Problem to work on
Only an exact, line-for-line copy of the data will serve as the answer.

[Records for processing]

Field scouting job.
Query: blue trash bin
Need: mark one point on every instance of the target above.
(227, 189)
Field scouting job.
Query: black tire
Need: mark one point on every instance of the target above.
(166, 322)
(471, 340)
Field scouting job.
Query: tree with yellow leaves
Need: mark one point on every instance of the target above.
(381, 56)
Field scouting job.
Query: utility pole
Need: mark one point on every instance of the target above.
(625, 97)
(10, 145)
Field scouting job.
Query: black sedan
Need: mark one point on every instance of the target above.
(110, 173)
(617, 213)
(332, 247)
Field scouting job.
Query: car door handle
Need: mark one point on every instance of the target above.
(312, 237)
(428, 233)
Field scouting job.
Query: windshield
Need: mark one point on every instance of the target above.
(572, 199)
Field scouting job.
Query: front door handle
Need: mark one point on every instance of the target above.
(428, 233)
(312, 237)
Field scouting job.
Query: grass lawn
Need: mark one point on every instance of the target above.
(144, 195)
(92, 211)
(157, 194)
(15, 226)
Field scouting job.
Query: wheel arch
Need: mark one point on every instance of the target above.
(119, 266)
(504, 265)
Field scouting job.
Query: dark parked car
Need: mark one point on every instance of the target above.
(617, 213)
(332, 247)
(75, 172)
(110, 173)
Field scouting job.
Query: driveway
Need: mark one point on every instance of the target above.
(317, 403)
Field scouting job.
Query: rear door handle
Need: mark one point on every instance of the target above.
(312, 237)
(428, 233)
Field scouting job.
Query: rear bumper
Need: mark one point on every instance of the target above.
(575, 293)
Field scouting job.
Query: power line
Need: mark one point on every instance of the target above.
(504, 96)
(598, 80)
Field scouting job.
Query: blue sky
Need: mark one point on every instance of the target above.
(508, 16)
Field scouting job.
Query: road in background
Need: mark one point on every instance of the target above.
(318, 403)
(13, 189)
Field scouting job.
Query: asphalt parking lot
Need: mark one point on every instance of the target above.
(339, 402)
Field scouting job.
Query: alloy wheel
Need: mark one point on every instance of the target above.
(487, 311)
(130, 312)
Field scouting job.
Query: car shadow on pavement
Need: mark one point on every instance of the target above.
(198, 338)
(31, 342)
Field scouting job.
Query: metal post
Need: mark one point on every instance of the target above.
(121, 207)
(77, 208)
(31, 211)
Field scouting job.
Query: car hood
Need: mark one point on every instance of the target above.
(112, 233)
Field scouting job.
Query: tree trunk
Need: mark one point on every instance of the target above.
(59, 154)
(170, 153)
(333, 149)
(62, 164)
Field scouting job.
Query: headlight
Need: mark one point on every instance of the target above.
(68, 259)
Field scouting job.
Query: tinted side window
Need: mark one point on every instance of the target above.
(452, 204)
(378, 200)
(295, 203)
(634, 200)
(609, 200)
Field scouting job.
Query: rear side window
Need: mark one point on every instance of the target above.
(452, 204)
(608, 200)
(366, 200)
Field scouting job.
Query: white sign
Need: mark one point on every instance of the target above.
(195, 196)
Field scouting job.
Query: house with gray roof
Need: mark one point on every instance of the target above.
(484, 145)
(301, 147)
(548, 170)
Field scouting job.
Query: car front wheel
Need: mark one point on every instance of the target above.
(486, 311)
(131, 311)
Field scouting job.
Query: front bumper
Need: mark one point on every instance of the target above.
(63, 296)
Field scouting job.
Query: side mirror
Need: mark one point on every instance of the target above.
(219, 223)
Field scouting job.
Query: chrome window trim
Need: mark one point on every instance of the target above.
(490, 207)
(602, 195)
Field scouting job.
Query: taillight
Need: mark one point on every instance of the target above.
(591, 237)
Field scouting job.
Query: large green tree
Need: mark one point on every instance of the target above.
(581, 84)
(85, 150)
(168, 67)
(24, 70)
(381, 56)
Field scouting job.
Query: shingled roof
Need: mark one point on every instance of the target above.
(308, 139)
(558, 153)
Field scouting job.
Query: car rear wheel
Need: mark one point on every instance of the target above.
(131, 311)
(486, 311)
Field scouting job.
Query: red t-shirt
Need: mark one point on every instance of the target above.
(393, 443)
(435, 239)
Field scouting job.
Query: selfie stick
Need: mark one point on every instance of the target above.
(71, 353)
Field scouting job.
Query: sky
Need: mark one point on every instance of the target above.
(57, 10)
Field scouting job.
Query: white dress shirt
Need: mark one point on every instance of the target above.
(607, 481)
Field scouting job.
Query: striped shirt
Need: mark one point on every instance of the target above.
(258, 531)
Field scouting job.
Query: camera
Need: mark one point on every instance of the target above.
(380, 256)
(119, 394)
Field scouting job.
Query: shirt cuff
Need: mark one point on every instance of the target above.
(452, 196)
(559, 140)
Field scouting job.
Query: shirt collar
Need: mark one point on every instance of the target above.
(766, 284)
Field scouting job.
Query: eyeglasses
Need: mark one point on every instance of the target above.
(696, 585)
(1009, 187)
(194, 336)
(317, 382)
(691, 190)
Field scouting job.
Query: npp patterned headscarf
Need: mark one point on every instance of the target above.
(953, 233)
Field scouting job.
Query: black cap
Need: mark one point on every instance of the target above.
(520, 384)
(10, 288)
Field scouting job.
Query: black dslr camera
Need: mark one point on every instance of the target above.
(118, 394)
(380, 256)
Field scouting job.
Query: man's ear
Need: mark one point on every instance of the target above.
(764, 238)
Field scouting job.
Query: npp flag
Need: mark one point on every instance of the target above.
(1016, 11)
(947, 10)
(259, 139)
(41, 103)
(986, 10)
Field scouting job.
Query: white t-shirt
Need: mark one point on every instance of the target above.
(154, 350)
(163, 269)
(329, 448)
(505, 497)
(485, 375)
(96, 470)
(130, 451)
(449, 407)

[/Records for processing]

Task solution
Field scouting job.
Query: blue trash bin
Need: mark one point on every instance of the target above.
(227, 189)
Field scouting job.
Query: black tire
Need: mark one point on every instance of the target above.
(166, 322)
(471, 340)
Field scouting job.
Query: tree with yellow leaves
Need: mark one point on every instance of the target above.
(381, 56)
Field scouting job.
Query: utility pole
Need: mark one point on every instance of the target above.
(625, 97)
(10, 145)
Field scouting job.
Query: black sedan
Need: mark one point on every instance of the target above.
(110, 173)
(617, 213)
(332, 247)
Field scouting job.
Query: car door handle
Need: mark one point on every instance of the target above.
(312, 237)
(428, 233)
Field scouting job.
Query: windshield
Need: mark one point on every instance of the target above.
(572, 199)
Field scouting job.
Query: front door handle
Need: mark one point on every instance of the target above.
(428, 233)
(312, 237)
Field scouting job.
Query: grass lawn
Need: mark one point on every instance of the target above.
(144, 195)
(92, 211)
(157, 194)
(15, 226)
Field scouting job.
Query: wheel arch
Need: mark one point on every instance of the target above.
(119, 266)
(504, 265)
Field scouting job.
Query: dark parked car
Need: mark one point on every instance of the target above.
(617, 213)
(332, 247)
(75, 172)
(110, 173)
Field scouting job.
Query: driveway
Need: mark one point on every instance of the target above.
(317, 403)
Field scouting job.
Query: rear door handle
Need: mark one point on every instance of the target above.
(312, 237)
(428, 233)
Field scouting job.
Query: rear bumper
Need: mark one point on every instance of the target above.
(575, 293)
Field scouting job.
Query: power line
Need: mark one point on every instance of the target above.
(504, 96)
(598, 80)
Field scouting job.
Query: blue sky
Need: mark one point on every instance of the target above.
(508, 16)
Field scouting job.
Query: road in background
Need: mark one point on every instance of the target above.
(318, 403)
(13, 189)
Field scouting job.
Query: asphalt parking lot
Need: mark one point on every instance of the target above.
(339, 402)
Field scouting job.
Query: alloy wheel
Need: mark one point on every instance of the target above.
(487, 311)
(130, 312)
Field scouting job.
Query: car shadow on pavement
Need: mark one point on every instance of the target above.
(198, 338)
(31, 342)
Field scouting job.
Query: metal post
Need: mark one point on every instance of the target above.
(121, 207)
(77, 208)
(31, 211)
Field scouting job.
Query: car hood
Need: mark one point on every instance of the target above.
(112, 233)
Field scouting job.
Query: tree trunk
Need: mark one point on every instance of the target above.
(59, 154)
(170, 153)
(333, 149)
(62, 164)
Field scouting job.
Query: headlight
Need: mark one point on every instance of the target above.
(68, 259)
Field scouting job.
Query: tinted side window
Need: mark one point on every instance of the target above.
(452, 204)
(378, 200)
(295, 203)
(634, 200)
(609, 200)
Field scouting job.
Query: rear side window
Need: mark one point on every instance of the target above.
(452, 204)
(608, 200)
(366, 200)
Field scouting job.
Query: white sign
Need: mark one point on every instance of the target above.
(195, 196)
Field scouting job.
Query: house with gray roof
Need: mark one point on every instance of the target above.
(484, 145)
(301, 147)
(548, 170)
Field scouting job.
Query: car front wheel
Need: mark one point on every instance of the target above.
(486, 311)
(131, 311)
Field scouting job.
Query: front bumper
Need: mark one point on every instance of the target above.
(63, 296)
Field scouting job.
Query: side mirror
Need: mark one point on every instance of the target above.
(219, 223)
Field scouting job.
Query: chrome window trim
Need: mark one point on every instance of the target above.
(490, 207)
(602, 195)
Field scouting job.
Query: taillight
Need: mark one point on every instance of the target above.
(591, 237)
Field scouting job.
Query: large green tree
Need: mark one point on every instance of the target above.
(581, 84)
(85, 150)
(168, 67)
(24, 70)
(381, 56)
Field scouting job.
Query: shingled roof
Need: mark one point on every instance of the target above.
(308, 139)
(558, 153)
Field scouting job.
Query: car rear wheel
Need: mark one point on every instance of the target above.
(131, 311)
(486, 311)
Field scouting job.
Query: red t-shirt
Need: mark one point on every instance of the target above.
(393, 443)
(435, 239)
Field scouting job.
Query: selfie stick
Need: mark one point on every instance of the target above.
(71, 353)
Field scouting job.
Query: sky
Need: mark one point on every instance of the target above.
(57, 10)
Field scouting job.
Query: white dress shirt
Need: mark one point on every instance of the target above.
(607, 481)
Field scouting job.
Query: striped shirt
Need: mark one point on every instance of the target above.
(258, 531)
Field scouting job.
Query: camera
Need: mark one point on every instance of the target above.
(380, 256)
(119, 394)
Field scouting job.
Query: shirt cuff
Need: mark one point on every instance of the target above.
(452, 196)
(559, 140)
Field scouting job.
Query: shirt collar
Need: mark one point on every instance of the target above.
(766, 284)
Field scouting job.
Query: eyeglasses
Need: mark one point on every instance of the target above.
(696, 585)
(1009, 187)
(194, 336)
(317, 382)
(691, 190)
Field scouting job.
Query: npp patterned headscarf
Need: mark one point on every instance of the target above.
(953, 233)
Field scouting job.
Query: black cap
Need: mark one point on every instance of the target above.
(520, 384)
(10, 288)
Field scouting job.
Query: black dslr camera
Need: mark one point on every instance of the target above.
(118, 394)
(380, 256)
Field scouting job.
Query: man's ear
Need: mark one point on every instance of the target above.
(764, 238)
Field scouting job.
Query: npp flag
Need: mark one point on every instance of the target above.
(1016, 11)
(947, 10)
(259, 139)
(41, 103)
(986, 10)
Field scouting job.
Query: white t-shirt
Need: mark one point on every instance of the target above.
(154, 350)
(163, 269)
(329, 448)
(505, 497)
(485, 375)
(96, 470)
(130, 451)
(449, 407)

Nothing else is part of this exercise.